[LLVMdev] Vectorized LLVM IR

Sat May 29 01:18:04 PDT 2010

On Sat, May 29, 2010 at 12:42 AM, Stéphane Letz <letz at grame.fr> wrote:
>
> Le 29 mai 2010 à 01:08, Bill Wendling a écrit :
>
>> Hi Stéphane,
>>
>> The SSE support is the LLVM backend is fine. What is the code that's generated? Do you have some short examples of where LLVM doesn't do as well as the equivalent scalar code?
>>
>> -bw
>>
>> On May 28, 2010, at 12:13 PM, Stéphane Letz wrote:
>
>
> We are actually testing LLVM for the Faust language (http://faust.grame.fr/)
>
> Currently Faust generates à C++ class from its .dsp Faust source file. So for the simple following Faust example :
>
> process = (+,+):*;
>
> Which can be displayed as the following processor (takes 4 streams of float samples, do a "+" and then a "*" operation on the streams to produce a single output)

**GIVEN DATA**
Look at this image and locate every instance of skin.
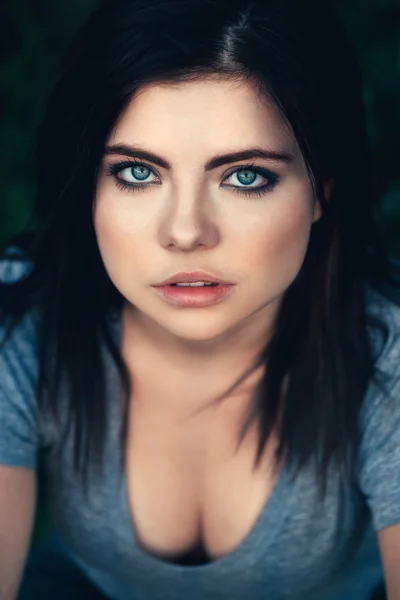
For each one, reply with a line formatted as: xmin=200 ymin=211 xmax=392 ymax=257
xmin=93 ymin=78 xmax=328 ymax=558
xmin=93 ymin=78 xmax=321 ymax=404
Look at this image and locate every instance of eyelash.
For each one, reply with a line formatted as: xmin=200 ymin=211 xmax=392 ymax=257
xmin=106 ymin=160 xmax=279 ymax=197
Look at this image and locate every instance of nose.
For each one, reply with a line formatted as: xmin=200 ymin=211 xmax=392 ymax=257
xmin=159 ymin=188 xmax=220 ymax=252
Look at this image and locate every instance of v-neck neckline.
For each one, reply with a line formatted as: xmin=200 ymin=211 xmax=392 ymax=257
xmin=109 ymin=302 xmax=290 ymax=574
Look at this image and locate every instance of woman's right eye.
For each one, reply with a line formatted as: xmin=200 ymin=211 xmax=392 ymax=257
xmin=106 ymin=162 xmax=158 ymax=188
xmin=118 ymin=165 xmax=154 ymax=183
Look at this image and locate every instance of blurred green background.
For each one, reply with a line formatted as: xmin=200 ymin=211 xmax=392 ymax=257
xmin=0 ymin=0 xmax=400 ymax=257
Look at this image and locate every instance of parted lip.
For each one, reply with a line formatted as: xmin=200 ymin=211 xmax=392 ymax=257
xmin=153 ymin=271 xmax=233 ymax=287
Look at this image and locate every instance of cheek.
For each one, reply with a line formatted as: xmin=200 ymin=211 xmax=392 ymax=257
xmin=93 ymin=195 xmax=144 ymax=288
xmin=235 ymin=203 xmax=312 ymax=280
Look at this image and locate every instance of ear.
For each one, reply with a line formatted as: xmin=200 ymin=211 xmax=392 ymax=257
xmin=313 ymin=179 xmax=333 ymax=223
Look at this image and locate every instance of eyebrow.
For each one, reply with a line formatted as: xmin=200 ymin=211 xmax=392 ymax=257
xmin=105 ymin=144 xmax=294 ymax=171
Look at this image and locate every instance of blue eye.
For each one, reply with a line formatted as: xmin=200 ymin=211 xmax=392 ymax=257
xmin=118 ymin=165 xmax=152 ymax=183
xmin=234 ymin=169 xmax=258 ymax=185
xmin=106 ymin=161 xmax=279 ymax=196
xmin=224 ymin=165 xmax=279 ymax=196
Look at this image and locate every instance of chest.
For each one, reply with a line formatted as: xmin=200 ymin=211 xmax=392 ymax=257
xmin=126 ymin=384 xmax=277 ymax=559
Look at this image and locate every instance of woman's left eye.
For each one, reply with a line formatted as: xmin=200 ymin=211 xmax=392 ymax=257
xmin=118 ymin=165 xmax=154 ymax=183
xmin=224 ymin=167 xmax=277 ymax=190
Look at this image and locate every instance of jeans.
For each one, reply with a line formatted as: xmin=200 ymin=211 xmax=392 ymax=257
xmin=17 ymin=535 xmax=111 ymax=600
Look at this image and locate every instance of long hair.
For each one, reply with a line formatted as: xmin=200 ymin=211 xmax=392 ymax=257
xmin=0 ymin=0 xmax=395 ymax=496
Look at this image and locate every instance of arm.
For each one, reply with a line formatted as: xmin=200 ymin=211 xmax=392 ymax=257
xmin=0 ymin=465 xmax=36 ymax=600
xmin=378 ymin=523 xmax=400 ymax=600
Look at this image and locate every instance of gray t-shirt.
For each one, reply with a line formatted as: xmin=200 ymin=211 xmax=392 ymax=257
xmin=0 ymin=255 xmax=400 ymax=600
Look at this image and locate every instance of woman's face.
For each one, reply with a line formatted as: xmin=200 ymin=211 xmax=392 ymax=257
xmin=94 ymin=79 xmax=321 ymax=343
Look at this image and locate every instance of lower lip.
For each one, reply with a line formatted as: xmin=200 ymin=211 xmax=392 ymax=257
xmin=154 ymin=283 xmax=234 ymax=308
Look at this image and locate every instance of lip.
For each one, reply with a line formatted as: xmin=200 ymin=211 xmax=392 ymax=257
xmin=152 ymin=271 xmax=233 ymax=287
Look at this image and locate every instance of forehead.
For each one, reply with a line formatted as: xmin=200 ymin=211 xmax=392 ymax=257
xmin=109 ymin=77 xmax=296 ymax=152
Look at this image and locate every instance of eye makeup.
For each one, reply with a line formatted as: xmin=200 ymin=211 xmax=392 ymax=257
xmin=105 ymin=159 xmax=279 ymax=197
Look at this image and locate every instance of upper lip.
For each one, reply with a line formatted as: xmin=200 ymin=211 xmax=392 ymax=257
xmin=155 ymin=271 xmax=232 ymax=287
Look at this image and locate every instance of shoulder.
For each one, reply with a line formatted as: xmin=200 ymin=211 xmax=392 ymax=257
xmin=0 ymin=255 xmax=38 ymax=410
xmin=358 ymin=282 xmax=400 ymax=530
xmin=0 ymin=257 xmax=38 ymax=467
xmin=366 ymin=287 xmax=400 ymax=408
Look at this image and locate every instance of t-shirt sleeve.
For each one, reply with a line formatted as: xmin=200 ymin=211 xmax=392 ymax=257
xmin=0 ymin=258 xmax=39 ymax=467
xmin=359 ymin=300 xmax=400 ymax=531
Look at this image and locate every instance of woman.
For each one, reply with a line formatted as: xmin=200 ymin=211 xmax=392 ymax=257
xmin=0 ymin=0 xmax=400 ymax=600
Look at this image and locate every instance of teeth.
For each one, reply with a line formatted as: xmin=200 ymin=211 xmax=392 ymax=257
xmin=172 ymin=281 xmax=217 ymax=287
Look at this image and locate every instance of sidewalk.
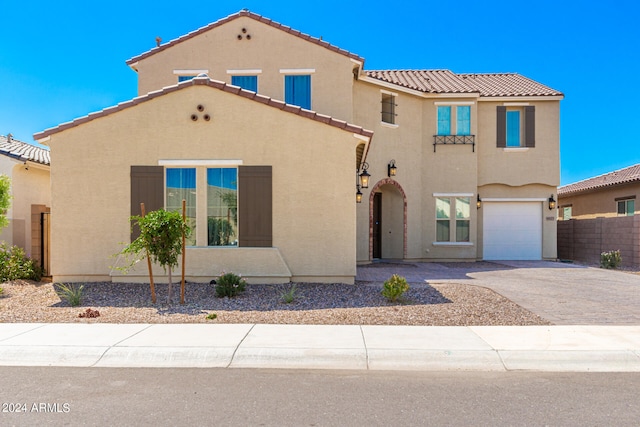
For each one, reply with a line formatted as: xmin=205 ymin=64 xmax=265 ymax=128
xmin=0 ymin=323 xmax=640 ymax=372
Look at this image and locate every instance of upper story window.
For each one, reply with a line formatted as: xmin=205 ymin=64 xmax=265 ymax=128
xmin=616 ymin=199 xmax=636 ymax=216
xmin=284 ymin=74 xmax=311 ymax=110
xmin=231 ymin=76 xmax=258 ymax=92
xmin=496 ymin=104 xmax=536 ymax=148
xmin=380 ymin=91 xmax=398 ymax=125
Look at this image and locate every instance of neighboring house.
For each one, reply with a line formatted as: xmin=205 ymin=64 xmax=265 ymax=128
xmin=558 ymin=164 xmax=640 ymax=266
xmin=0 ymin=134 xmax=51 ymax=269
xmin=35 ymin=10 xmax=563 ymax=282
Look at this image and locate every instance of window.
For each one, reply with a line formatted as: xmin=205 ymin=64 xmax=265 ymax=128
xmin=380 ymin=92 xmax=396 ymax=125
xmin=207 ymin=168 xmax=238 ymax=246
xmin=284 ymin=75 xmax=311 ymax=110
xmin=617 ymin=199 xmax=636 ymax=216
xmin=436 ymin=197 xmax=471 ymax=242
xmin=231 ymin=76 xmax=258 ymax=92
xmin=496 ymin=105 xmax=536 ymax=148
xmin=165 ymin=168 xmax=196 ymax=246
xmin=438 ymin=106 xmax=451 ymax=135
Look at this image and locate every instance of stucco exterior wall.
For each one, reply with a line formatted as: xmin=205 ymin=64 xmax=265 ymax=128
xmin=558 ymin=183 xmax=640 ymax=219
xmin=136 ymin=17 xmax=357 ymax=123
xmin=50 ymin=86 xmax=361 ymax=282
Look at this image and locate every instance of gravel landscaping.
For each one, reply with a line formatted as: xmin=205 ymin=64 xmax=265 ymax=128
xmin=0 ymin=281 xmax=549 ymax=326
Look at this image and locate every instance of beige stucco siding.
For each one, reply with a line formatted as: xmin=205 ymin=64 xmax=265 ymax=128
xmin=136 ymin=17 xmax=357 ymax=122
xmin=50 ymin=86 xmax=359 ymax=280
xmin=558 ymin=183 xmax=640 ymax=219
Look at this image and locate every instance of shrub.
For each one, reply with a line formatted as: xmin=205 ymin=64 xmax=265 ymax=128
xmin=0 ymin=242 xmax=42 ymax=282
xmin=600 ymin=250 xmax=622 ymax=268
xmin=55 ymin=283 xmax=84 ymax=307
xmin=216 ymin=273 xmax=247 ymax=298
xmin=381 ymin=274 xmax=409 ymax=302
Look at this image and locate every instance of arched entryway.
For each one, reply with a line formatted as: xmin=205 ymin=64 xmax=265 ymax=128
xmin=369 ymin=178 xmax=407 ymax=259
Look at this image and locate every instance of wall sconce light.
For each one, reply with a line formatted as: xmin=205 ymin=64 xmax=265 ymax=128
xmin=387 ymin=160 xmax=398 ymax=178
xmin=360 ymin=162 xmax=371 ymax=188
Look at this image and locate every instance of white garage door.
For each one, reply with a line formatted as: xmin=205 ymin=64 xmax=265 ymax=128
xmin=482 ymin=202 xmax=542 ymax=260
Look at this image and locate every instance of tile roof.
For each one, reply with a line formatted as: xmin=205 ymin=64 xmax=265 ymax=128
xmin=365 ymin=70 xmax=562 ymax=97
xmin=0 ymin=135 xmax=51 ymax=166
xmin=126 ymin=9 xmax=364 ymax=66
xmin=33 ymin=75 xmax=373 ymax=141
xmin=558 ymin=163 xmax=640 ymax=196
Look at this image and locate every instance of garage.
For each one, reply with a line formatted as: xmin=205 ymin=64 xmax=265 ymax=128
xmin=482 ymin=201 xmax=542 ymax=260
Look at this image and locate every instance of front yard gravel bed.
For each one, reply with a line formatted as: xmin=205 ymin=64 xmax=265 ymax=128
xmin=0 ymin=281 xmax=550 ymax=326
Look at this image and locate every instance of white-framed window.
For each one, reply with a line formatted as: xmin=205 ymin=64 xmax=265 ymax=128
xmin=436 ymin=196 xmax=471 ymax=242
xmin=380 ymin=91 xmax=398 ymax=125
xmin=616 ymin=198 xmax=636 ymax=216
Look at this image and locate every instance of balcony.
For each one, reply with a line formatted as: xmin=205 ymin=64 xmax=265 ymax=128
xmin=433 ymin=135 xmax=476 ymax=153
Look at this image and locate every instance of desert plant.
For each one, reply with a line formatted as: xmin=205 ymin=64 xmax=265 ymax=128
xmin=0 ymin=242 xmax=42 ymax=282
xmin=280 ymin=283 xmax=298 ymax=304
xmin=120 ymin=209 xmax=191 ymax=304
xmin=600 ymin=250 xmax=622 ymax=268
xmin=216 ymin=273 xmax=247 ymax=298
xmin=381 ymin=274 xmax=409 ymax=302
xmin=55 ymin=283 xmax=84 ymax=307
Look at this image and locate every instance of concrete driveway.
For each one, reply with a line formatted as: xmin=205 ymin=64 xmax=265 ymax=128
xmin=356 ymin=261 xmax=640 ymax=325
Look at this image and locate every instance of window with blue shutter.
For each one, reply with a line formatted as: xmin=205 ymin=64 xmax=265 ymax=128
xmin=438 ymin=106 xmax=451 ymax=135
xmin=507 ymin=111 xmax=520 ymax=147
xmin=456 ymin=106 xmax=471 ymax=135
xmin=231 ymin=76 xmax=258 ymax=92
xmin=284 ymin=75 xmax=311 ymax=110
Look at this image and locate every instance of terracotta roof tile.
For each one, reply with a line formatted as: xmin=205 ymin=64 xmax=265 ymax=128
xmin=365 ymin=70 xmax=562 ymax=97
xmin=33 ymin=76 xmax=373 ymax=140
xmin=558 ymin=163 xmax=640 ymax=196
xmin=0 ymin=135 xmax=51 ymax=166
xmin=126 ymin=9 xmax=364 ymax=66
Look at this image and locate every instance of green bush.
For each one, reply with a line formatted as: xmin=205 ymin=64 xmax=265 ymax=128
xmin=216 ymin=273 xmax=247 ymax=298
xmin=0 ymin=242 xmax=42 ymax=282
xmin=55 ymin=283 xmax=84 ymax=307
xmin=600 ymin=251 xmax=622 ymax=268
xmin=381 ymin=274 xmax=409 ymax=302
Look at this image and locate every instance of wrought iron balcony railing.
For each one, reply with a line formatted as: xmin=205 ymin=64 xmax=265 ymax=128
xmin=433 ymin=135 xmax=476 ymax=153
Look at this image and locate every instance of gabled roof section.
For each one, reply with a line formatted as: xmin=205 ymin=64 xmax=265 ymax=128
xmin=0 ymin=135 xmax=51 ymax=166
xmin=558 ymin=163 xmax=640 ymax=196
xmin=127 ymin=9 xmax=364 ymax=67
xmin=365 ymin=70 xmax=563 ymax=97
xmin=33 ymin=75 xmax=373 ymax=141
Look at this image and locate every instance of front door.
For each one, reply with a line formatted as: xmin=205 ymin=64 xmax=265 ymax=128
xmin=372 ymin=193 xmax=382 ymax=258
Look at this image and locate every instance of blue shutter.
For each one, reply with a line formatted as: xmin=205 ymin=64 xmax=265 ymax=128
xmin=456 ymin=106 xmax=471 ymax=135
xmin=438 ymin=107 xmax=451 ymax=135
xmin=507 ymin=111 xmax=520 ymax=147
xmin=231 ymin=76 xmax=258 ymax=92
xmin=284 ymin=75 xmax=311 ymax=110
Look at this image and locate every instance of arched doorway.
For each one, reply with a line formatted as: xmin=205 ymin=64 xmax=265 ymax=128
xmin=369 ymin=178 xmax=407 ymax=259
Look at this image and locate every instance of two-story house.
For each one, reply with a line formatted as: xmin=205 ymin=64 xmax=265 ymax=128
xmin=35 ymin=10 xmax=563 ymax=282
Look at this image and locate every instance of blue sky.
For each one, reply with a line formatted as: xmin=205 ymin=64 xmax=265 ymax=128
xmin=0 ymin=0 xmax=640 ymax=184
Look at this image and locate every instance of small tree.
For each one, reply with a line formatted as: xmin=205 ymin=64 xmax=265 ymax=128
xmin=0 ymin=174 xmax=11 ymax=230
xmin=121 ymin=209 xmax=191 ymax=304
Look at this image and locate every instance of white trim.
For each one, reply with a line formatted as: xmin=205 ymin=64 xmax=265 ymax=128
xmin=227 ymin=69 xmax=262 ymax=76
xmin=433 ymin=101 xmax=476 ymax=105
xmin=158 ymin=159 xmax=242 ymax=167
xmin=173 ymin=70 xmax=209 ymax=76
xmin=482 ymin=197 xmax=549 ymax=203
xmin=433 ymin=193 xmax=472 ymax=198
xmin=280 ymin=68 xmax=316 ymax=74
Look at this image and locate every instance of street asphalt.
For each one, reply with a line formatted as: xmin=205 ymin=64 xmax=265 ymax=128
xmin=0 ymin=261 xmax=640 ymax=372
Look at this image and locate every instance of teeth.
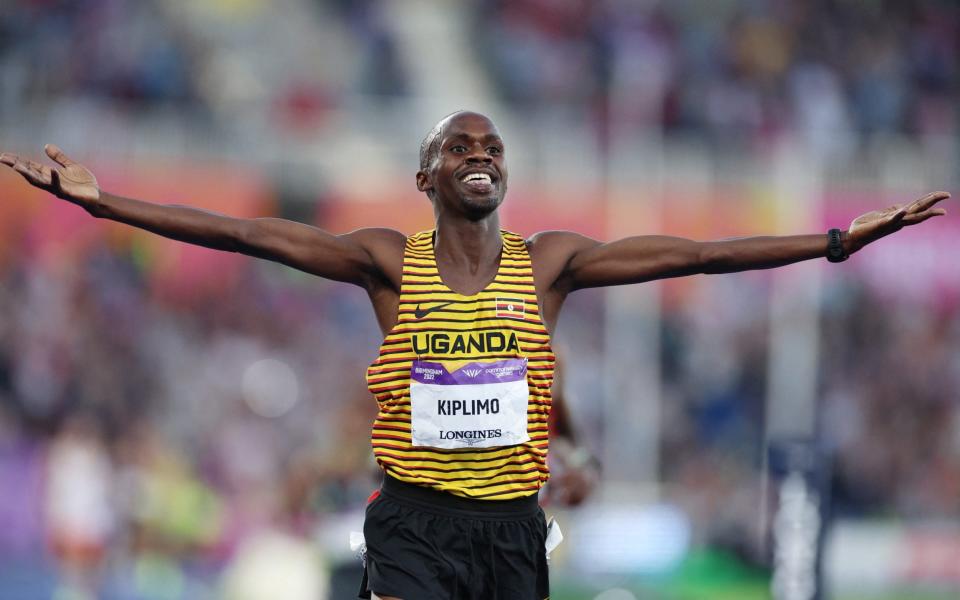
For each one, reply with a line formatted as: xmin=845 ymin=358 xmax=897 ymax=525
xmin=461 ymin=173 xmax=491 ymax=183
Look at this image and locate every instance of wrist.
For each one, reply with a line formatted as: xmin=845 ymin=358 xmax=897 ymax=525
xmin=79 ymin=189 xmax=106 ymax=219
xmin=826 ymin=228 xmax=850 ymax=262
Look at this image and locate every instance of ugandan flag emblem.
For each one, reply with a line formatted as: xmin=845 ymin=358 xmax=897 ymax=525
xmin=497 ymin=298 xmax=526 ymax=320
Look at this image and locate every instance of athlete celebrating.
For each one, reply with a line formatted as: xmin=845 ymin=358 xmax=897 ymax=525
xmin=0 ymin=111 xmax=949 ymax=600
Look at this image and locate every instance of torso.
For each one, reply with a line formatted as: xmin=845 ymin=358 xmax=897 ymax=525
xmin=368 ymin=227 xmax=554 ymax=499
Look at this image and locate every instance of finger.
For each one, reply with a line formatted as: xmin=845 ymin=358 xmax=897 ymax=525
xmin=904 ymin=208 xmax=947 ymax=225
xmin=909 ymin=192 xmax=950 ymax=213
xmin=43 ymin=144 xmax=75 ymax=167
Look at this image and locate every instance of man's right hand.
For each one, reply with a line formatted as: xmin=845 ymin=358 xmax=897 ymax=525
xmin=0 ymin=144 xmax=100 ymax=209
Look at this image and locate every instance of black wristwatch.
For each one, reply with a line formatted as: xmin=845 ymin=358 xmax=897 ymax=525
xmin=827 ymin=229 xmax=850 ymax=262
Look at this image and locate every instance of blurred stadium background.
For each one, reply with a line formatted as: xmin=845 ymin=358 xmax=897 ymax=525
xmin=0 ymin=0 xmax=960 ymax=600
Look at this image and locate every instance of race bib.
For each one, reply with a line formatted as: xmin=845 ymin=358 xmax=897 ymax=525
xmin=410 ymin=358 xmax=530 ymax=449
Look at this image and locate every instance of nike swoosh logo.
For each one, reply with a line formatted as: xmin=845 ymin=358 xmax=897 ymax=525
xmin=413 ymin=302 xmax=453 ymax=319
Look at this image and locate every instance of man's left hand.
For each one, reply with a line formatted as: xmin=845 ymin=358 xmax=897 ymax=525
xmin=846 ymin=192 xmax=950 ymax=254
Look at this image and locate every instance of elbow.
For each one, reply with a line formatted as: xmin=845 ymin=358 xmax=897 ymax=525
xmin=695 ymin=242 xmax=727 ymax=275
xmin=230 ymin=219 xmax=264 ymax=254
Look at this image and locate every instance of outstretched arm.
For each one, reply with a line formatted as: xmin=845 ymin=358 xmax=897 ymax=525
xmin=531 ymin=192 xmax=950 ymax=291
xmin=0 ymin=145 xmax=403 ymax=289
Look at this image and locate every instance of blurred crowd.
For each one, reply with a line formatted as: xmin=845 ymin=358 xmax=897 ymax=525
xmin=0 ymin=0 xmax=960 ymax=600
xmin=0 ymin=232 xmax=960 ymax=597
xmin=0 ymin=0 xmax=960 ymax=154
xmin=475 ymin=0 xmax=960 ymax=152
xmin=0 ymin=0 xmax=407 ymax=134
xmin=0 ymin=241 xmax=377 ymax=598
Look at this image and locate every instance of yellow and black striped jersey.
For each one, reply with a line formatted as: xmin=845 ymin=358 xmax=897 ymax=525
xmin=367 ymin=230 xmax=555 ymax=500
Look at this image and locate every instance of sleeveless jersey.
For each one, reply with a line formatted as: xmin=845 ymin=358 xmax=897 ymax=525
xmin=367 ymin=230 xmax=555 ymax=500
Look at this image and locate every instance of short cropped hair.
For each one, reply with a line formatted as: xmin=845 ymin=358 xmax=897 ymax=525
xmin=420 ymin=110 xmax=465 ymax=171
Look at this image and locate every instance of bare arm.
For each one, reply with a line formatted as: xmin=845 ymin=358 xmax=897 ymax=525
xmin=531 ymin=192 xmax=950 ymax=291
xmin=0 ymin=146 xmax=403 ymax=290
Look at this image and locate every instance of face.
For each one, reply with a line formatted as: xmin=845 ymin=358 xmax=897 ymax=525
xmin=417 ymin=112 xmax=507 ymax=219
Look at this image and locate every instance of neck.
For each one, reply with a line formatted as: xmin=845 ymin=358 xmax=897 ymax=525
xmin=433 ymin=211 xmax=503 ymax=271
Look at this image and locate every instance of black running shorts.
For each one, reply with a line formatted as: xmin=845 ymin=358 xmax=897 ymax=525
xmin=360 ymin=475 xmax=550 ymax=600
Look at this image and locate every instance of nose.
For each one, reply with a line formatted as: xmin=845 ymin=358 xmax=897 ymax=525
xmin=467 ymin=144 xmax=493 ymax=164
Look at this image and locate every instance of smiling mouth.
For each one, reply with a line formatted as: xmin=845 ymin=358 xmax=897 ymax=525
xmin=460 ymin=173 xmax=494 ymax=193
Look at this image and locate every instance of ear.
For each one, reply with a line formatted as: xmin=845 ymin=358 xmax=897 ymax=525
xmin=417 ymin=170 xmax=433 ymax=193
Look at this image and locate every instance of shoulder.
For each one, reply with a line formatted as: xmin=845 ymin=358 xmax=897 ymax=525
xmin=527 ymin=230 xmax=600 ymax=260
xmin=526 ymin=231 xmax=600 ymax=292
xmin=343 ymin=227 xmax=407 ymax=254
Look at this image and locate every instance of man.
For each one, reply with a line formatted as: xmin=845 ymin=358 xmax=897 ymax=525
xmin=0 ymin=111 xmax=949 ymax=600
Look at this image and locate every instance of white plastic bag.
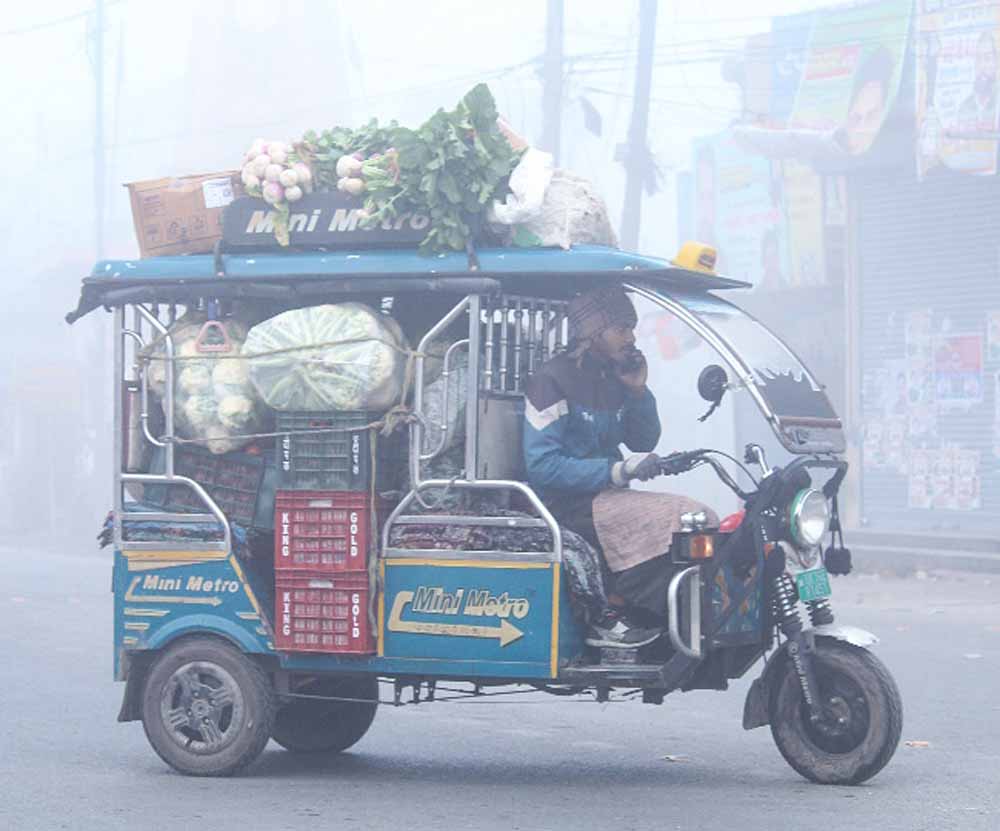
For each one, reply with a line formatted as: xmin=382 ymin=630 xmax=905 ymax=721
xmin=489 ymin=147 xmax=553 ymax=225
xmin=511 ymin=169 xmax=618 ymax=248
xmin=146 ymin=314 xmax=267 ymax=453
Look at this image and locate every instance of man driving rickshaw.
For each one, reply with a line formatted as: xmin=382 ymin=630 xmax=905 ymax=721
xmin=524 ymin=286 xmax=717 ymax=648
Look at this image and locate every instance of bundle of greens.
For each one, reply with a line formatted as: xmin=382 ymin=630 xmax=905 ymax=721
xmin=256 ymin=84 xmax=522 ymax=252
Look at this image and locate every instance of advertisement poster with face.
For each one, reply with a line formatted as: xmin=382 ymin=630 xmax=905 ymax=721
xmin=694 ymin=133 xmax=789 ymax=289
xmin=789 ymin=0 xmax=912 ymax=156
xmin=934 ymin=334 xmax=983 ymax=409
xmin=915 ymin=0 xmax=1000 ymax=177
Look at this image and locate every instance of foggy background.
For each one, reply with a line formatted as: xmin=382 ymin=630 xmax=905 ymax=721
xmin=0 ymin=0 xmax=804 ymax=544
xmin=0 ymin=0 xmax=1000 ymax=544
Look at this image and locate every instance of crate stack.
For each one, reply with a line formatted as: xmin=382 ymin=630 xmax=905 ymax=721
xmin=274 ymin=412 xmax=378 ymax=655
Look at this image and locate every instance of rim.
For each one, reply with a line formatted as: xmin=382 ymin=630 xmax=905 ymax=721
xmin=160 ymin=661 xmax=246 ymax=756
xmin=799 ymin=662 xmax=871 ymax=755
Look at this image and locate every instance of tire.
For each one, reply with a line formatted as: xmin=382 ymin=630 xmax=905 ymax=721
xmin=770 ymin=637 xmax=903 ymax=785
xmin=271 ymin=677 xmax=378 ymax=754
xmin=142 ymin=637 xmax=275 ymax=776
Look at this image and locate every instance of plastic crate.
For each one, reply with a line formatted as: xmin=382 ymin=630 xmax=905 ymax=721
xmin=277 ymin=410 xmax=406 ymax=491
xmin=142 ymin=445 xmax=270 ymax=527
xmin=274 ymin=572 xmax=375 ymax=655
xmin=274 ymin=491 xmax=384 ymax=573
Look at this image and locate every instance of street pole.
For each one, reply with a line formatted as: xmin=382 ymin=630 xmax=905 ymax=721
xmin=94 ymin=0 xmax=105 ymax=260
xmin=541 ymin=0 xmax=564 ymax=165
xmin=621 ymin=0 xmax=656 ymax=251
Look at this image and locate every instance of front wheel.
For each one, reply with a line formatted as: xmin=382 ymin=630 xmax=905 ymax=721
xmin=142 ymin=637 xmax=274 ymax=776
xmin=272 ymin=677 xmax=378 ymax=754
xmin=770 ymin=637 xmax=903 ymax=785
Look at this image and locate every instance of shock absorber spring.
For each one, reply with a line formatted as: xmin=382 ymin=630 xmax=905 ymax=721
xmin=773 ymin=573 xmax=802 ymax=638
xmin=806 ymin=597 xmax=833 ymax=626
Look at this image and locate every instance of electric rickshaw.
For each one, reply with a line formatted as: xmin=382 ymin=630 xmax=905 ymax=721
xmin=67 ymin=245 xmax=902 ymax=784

**AIM**
Condense the paragraph beginning "The SSE support" in the thread on vectorized LLVM IR above into a short bulleted list.

**TASK RESPONSE**
- The SSE support in the LLVM backend is fine.
- What code is generated?
- Are there short examples where LLVM does worse than the equivalent scalar code?